Passage extrait —
##########

Le ministre doit confondre la CEDEAO et son ami, le procureur de la république, qui s’est permis, de solliciter la levée de l’immunité parlementaire de Khalifa Sall, alors même qu’il a toujours affirmé, haut et fort que ce dernier n’en bénéficiait pas.
Lire et écouter ses commentaires sur la décision de la CEDEAO, rendue dans l’affaire Khalifa Sall, on peut en douter!
Que dit la CEDEAO ?
« Le droit à l’assistance d’un conseil, le droit à la présomption d’innocence, et le droit à un procès équitable ont été violés. »
Ce sont des conditions essentielles, contenues dans le code de Procédure Pénale, qui, si elles ne sont pas respectées, entrainent la nullité de la procédure.
Que répond le ministre FALL: « la cour (Cedeao) ne remet nullement en cause la détention en cours de Khalifa Sall, la cour (Cedeao) n’a pas accédé aux demandes faites par les conseils sur le fond (libération immédiate, ect…) »
Par respect, permettez-moi de modérer mon jugement, et qualifier ces affirmations ministérielles de stupides.
Comment se déroule un procès ?
D’entrée, les avocats, de quelque bord qu’ils soient, soulèvent ce que l’on appelle des nullités, c’est à dire des manquements graves au Code de Procédure Pénale, qui s’imposent à tous: un débat contradictoire s’impose, et le juge, présidant l’audience et ayant seul la responsabilité de l’audience, peut décider: soit de joindre les incidents au fond, c’est à dire que les magistrats composant la chambre correctionnelle délibéreront en même temps qu’ils statueront sur le fond, soit, cas assez rares maintenant, et on peut le regretter, ils statuent immédiatement sur les nullités soulevées, avant même d’aborder le fond.
Ce qui est d’ailleurs assez logique, car si les nullités soulevées sont retenues, c’est à dire conformes au code de Procédure civile, et peuvent – on devrait dire, doivent – entrainer la nullité de la procédure, il n’y a pas besoin de perdre son temps à subir l’examen du fond, puisque par définition, la procédure est nulle! Malheureusement, beaucoup de magistrats – et pas seulement au Sénégal – balaient d’un revers de manche les nullités que les avocats s’efforcent de soulever, et ils ont tort: l’excellence des professionnels du droit ne s’en porterait que mieux, et la justice y gagnerait en crédibilité, et non pas en médiocrité.

##########

Données brutes —
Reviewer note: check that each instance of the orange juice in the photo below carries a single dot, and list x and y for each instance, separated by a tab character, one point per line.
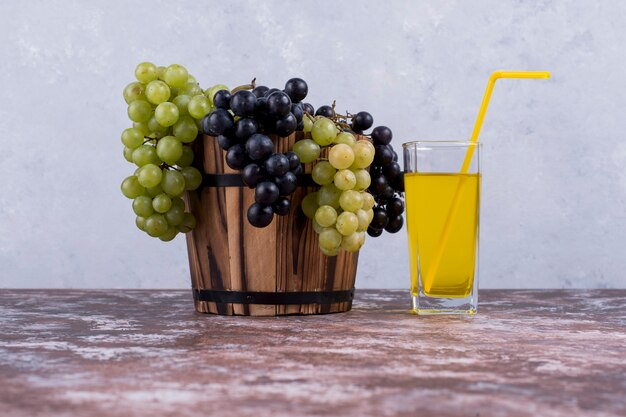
429	199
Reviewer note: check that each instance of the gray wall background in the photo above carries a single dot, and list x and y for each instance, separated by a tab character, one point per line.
554	208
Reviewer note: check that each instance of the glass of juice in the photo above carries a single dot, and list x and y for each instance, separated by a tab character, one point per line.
442	213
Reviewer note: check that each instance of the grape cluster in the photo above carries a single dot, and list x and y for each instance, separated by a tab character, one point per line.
387	185
242	121
165	106
341	209
387	178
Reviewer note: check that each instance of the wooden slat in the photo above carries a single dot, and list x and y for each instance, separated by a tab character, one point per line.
226	252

##########

Travail à faire — Recopie l'extrait sur l'affaire Khalifa Sall en commençant à « Que dit la CEDEAO » et en terminant à « de la procédure. », puis change « conditions essentielles » en « garanties fondamentales ».

Réponse —
Que dit la CEDEAO ?
« Le droit à l’assistance d’un conseil, le droit à la présomption d’innocence, et le droit à un procès équitable ont été violés. »
Ce sont des garanties fondamentales, contenues dans le code de Procédure Pénale, qui, si elles ne sont pas respectées, entrainent la nullité de la procédure.